# What the task requires
Extract the stretch of the restaurant review from "There were two" through "balance that sweetness." and reproduce it word for word.

# Reading passage
There were two new savory dishes in the sequence:

Replacing the deconstructed lasagna dish I didn't like was a corn ravioli dish I liked a lot better but still thought was flawed in that it was cloying. It's three small ravioli filled with a reduced corn essence and some sour-cream-like cheese topped with bits of sweet sausage, corn and some fresh white Mexican cheese. Apparently there was fresh lime in there too. That would have been a good place to start fixing the dish: it could have used more lime or some other acid component. The other thing is it could have used a spicy sausage or some other source of heat, again to balance that sweetness.

Replacing the fried short rib was a presentation of Muscovy duck from Grimaud Farms in California. The breast was seared rare and the leg was cooked sous vide to something approaching confit but not quite as broken down in texture as confit. As is typical of duck there was a flavor/toughness tradeoff with the breast (it was very flavorful, but tough). The short rib dish is better. If the goal is to phase out the short rib then perhaps inspiration should be taken from some of the more successful meat dishes at the other Momofukus such as the Noodle Bar tri tip (or the smoked Hudson Valley duck for that matter).

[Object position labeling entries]
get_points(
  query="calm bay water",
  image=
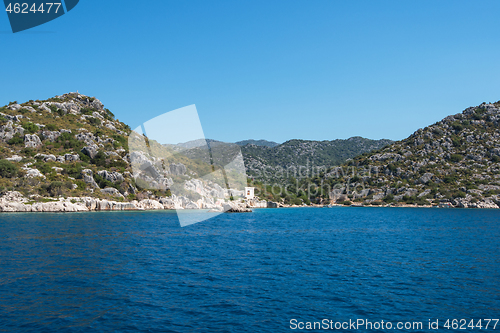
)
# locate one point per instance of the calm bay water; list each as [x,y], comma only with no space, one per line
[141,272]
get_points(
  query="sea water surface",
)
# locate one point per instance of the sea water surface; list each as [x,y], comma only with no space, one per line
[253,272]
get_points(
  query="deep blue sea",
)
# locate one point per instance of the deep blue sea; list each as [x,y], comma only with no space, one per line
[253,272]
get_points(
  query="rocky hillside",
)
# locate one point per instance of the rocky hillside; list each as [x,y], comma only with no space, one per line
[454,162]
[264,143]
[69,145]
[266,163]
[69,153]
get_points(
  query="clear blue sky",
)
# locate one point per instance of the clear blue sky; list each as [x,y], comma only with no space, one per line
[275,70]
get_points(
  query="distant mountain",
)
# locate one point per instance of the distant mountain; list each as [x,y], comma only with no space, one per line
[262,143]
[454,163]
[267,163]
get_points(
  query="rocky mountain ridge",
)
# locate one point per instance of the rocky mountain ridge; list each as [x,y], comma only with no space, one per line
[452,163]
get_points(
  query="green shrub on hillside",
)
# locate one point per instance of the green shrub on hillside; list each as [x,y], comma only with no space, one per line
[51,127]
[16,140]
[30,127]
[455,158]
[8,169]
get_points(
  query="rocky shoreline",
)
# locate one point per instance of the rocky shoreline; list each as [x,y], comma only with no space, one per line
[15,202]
* * *
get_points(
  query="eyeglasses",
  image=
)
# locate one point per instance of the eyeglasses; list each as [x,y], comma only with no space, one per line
...
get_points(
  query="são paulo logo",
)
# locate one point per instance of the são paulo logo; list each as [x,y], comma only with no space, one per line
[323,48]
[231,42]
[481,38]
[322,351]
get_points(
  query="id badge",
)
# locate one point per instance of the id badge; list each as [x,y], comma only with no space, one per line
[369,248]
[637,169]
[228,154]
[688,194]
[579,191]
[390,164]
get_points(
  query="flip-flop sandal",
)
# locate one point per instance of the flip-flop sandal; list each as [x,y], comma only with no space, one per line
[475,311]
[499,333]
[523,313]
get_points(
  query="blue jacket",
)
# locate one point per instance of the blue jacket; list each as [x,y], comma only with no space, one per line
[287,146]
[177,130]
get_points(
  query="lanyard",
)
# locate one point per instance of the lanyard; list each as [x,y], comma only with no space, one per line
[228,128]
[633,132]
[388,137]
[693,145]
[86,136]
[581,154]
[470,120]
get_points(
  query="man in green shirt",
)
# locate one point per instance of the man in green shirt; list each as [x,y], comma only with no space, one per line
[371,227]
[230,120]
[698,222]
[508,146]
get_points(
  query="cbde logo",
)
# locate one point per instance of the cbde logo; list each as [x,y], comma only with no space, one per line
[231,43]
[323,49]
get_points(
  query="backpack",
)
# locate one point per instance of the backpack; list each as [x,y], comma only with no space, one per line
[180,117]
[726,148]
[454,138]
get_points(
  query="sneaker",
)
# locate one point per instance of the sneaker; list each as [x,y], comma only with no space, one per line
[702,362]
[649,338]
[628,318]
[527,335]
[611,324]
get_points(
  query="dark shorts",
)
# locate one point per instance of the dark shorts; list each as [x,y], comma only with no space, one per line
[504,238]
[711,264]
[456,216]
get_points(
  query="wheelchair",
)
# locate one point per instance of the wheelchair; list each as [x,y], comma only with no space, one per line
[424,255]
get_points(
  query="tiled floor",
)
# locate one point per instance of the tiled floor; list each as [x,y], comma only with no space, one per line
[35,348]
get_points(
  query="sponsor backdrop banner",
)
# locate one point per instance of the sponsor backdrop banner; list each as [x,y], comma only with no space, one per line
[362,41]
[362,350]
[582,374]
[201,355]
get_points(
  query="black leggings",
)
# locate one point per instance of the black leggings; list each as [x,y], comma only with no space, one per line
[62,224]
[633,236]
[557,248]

# Solution for this task
There were two new savory dishes in the sequence:

Replacing the deconstructed lasagna dish I didn't like was a corn ravioli dish I liked a lot better but still thought was flawed in that it was cloying. It's three small ravioli filled with a reduced corn essence and some sour-cream-like cheese topped with bits of sweet sausage, corn and some fresh white Mexican cheese. Apparently there was fresh lime in there too. That would have been a good place to start fixing the dish: it could have used more lime or some other acid component. The other thing is it could have used a spicy sausage or some other source of heat, again to balance that sweetness.